### 本文抜粋
不動産契約での手付金とは? 相場は何パーセントで返金されるのかなどを全解説

いつまでも暑かった9月も終わり10月に入りました。だいぶ過ごしやすくなり秋を感じる季節となりました。新型コロナやインフルエンザが広がっているようですので体調には気をつけてください。今月もよろしくお願いします。今回は「不動産売買の手付金と契約の成立時期」を考えてみました。

不動産契約での手付金

手付金とは何か

不動産売買では、売買契約締結時に買主が売主に対して「手付金」を支払うことが一般的です。

手付金とは相手方の債務不履行の有無を問わず解約権を認める目的のため、あるいは相手方に債務不履行があった場合に損害賠償もしくは違約金として買主から売主に対して支払われる金銭です。手付金を支払っても売買代金の一部を支払ったことにはなりませんが、契約時に「手付金は、残代金支払時に売買代金の一部に充当する」などと定められて売買代金の一部に充当されることが一般的です。

(保存済みの記録)
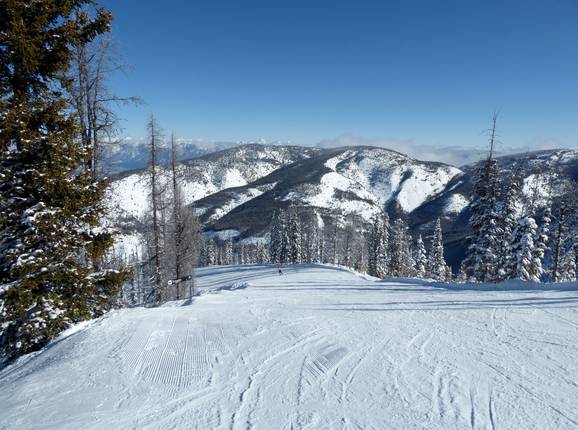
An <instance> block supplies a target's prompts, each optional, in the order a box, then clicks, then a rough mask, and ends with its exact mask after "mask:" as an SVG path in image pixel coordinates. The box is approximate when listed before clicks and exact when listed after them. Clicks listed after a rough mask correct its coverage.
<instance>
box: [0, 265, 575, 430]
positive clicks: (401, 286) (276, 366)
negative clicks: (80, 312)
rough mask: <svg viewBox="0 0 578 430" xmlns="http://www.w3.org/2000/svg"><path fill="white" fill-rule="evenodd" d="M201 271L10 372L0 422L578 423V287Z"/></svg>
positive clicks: (409, 424) (36, 357)
mask: <svg viewBox="0 0 578 430" xmlns="http://www.w3.org/2000/svg"><path fill="white" fill-rule="evenodd" d="M234 282H246V283H248V285H249V286H248V287H247V288H245V289H242V290H233V291H228V290H226V289H222V288H223V287H224V286H227V285H231V284H232V283H234ZM198 284H199V286H200V289H201V290H203V289H205V290H206V289H213V290H216V291H214V292H213V293H212V294H204V295H202V296H200V297H198V298H196V299H195V300H194V302H193V304H192V305H189V306H172V307H162V308H155V309H142V308H137V309H126V310H120V311H115V312H112V313H111V314H109V315H107V316H105V317H104V318H101V319H100V320H98V321H97V322H95V323H94V324H90V325H88V326H87V327H86V328H84V329H82V330H81V331H78V332H77V333H75V334H73V335H71V336H69V337H67V338H64V339H62V340H59V341H58V342H55V343H54V344H52V345H51V346H50V347H48V348H46V349H45V350H44V351H42V352H41V353H39V354H35V355H31V356H28V357H24V358H23V359H22V360H20V361H19V362H17V363H15V364H13V365H11V366H9V367H7V368H5V369H3V370H2V371H0V405H1V407H0V429H36V428H46V429H78V428H83V429H84V428H86V429H101V428H115V429H134V428H139V429H141V428H143V429H177V428H186V429H213V428H214V429H232V430H238V429H253V428H254V429H400V428H404V429H405V428H410V429H411V428H416V429H423V428H427V429H448V428H449V429H492V430H496V429H501V428H539V429H574V428H578V412H576V411H577V410H578V400H576V399H578V361H577V360H576V357H577V356H578V345H577V344H576V339H578V293H577V292H576V291H571V290H570V291H536V290H532V291H473V290H461V291H457V290H444V289H441V288H432V287H429V286H428V285H427V284H423V283H422V284H416V285H411V284H410V283H408V282H405V281H404V282H395V281H387V282H385V281H381V282H379V281H377V282H376V281H371V280H366V279H362V278H360V277H358V276H356V275H355V274H354V273H352V272H349V271H346V270H342V269H339V268H336V267H326V266H296V267H288V268H286V269H285V274H284V275H283V276H279V275H278V274H277V273H276V268H275V267H272V266H239V267H235V266H230V267H217V268H206V269H201V270H199V278H198ZM577 289H578V287H577Z"/></svg>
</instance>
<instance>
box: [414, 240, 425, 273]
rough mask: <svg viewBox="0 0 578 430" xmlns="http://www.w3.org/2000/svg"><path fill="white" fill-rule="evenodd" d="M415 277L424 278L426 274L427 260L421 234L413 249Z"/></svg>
mask: <svg viewBox="0 0 578 430" xmlns="http://www.w3.org/2000/svg"><path fill="white" fill-rule="evenodd" d="M413 259H414V261H415V276H417V277H418V278H425V276H426V274H427V267H428V258H427V252H426V249H425V244H424V243H423V239H422V237H421V234H420V235H419V236H418V237H417V241H416V243H415V248H414V257H413Z"/></svg>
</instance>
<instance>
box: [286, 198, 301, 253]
mask: <svg viewBox="0 0 578 430" xmlns="http://www.w3.org/2000/svg"><path fill="white" fill-rule="evenodd" d="M287 236H288V243H289V258H290V260H289V261H290V262H291V263H292V264H299V263H301V249H302V247H301V221H300V219H299V214H298V213H297V209H296V208H295V207H291V208H290V209H289V219H288V221H287Z"/></svg>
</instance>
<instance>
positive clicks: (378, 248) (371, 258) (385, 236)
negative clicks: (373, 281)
mask: <svg viewBox="0 0 578 430" xmlns="http://www.w3.org/2000/svg"><path fill="white" fill-rule="evenodd" d="M389 229H390V228H389V216H388V215H387V214H384V215H375V216H374V217H373V218H372V220H371V231H370V233H369V240H368V251H367V252H368V265H367V266H368V267H367V269H368V273H369V274H370V275H371V276H376V277H378V278H383V277H384V276H386V275H387V274H388V272H387V271H388V256H389Z"/></svg>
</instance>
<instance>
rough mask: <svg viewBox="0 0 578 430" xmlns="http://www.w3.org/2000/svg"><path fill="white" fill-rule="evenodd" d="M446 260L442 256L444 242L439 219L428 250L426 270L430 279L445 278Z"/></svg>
mask: <svg viewBox="0 0 578 430" xmlns="http://www.w3.org/2000/svg"><path fill="white" fill-rule="evenodd" d="M446 266H447V264H446V261H445V258H444V244H443V237H442V225H441V220H440V219H439V218H438V219H437V220H436V225H435V228H434V233H433V236H432V240H431V247H430V252H429V254H428V262H427V272H428V276H429V277H431V278H432V279H435V280H438V281H443V280H445V279H446Z"/></svg>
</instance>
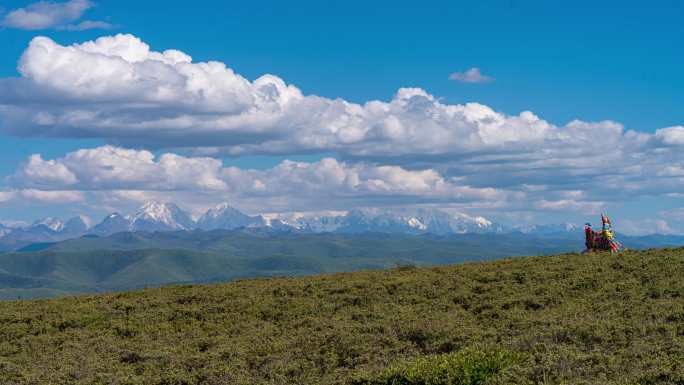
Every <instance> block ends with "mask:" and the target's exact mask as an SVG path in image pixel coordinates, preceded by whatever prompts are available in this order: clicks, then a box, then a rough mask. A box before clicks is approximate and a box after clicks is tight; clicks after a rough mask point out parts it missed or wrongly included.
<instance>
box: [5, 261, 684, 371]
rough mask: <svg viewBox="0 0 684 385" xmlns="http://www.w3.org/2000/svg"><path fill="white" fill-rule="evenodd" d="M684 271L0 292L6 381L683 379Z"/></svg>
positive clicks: (621, 272)
mask: <svg viewBox="0 0 684 385" xmlns="http://www.w3.org/2000/svg"><path fill="white" fill-rule="evenodd" d="M683 274H684V249H666V250H647V251H640V252H628V253H625V254H624V255H622V256H611V255H578V254H566V255H559V256H553V257H530V258H517V259H509V260H500V261H496V262H486V263H472V264H465V265H456V266H442V267H433V268H402V269H394V270H384V271H366V272H356V273H344V274H337V275H330V276H318V277H306V278H288V279H283V278H280V279H261V280H248V281H238V282H234V283H229V284H222V285H211V286H176V287H164V288H154V289H146V290H143V291H137V292H127V293H119V294H108V295H98V296H82V297H74V298H63V299H58V300H41V301H28V302H27V301H15V302H0V383H3V384H5V383H7V384H31V383H41V384H110V383H119V384H160V385H161V384H256V383H258V384H290V383H292V384H295V383H297V384H345V383H355V384H385V383H389V382H388V381H390V380H392V379H394V380H397V378H400V377H401V376H399V377H397V376H398V375H396V373H399V372H402V370H403V372H402V373H404V374H405V376H404V377H401V378H403V381H404V382H397V383H405V384H410V383H421V382H419V381H420V378H419V377H420V376H430V375H433V374H435V373H436V371H439V370H442V369H444V368H445V367H448V365H452V366H453V368H454V369H453V370H452V371H451V373H452V374H453V375H454V376H456V377H458V376H461V375H466V374H468V373H469V374H468V375H470V377H468V378H469V381H470V382H465V380H463V381H460V380H459V381H456V380H455V381H454V382H453V383H471V384H476V383H490V384H527V383H550V384H556V383H572V384H599V383H601V384H623V383H633V384H668V383H670V384H681V383H682V382H683V381H684V365H682V364H681V362H684V301H682V295H683V294H684V281H683V280H682V279H681V277H682V275H683ZM502 352H503V353H502ZM421 357H422V360H419V361H417V362H414V360H415V359H417V358H421ZM511 357H513V358H511ZM435 360H436V361H435ZM402 362H407V364H405V365H407V366H401V365H400V366H399V369H396V368H395V369H392V370H390V371H389V372H388V371H387V368H388V367H390V366H394V365H396V364H400V363H402ZM435 362H438V363H439V364H435ZM402 365H403V364H402ZM411 365H415V366H414V367H412V366H411ZM473 367H475V368H479V369H477V370H476V371H473V370H469V369H468V370H466V369H467V368H473ZM401 368H409V369H401ZM412 368H413V369H412ZM416 368H418V369H416ZM464 368H466V369H464ZM388 373H390V374H391V375H389V374H388ZM464 373H466V374H464ZM473 373H475V374H477V376H479V375H480V374H481V376H480V377H477V378H475V377H473V376H474V375H473ZM395 375H396V376H395ZM402 375H403V374H402ZM435 375H436V374H435ZM391 376H394V377H391ZM416 376H418V377H416ZM416 378H418V379H417V380H416ZM458 378H461V377H458ZM411 379H413V380H415V381H414V382H410V381H409V380H411ZM433 379H434V378H433ZM478 379H479V380H478ZM413 380H411V381H413ZM423 380H425V379H424V378H423ZM480 380H483V381H484V382H483V381H480ZM434 383H436V384H439V383H440V382H434Z"/></svg>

### 課題 1
手付金を扱う本文によれば、手付金を払っても売買代金の一部を払ったことにはならない。それでも売買代金の一部に充てられるのが一般的なのはなぜか、1〜3文で説明せよ。
### 課題 2
手付金を扱う本文では、手付金はいつ、誰から誰に支払うのが一般的とされているか。
### 課題 3
手付金を扱う本文を、最後の文の後から書き進めよ。
記録は本文とは無関係だ。

### 解答 1
契約時に「手付金は、残代金支払時に売買代金の一部に充当する」などと定められるのが一般的だからだ。この取り決めによって、残代金の支払時に手付金が売買代金の一部に充てられる。

### 解答 2
売買契約締結時に、買主から売主に対して支払う。

### 解答 3
手付金には、契約を解除する場合の代償としての「解約手付」、契約を履行するための行為をしたことを示す「証約手付」、契約不履行に対する違約金としての「違約手付」の3つの意味があります。

私たち不動産仲介業者が使用する売買契約書はその業者の加入団体により条文が多少違ってはいるものの、手付金については「解約手付」の意味を持たせています。「解約手付」とはいったん締結した契約を理由のいかんにかかわらず、後で解除することができるものです。契約書で定められた期日まで(売主が不動産業者の場合は、相手方が履行に着手するまで)であれば、手付金を支払った買主は手付金を放棄し(手付流し)、売主は手付金の2倍の額を返却すれば(手付倍返し)、契約を解除することができます(「倍返し」には買主が支払った手付金を含みますので、お互いが手付金相当額を負担することになります)。

手付金の相場と支払うタイミング

手付金の額は法律で制限されておらず、売買代金の5〜20%が一般的です(売主が不動産業者の場合は宅建業法で制限があります)。不動産売買における手付金は、契約の成立や解除に関わる重要なお金です。契約時には、重要事項説明書や契約書に記載されている内容をよく確認しましょう。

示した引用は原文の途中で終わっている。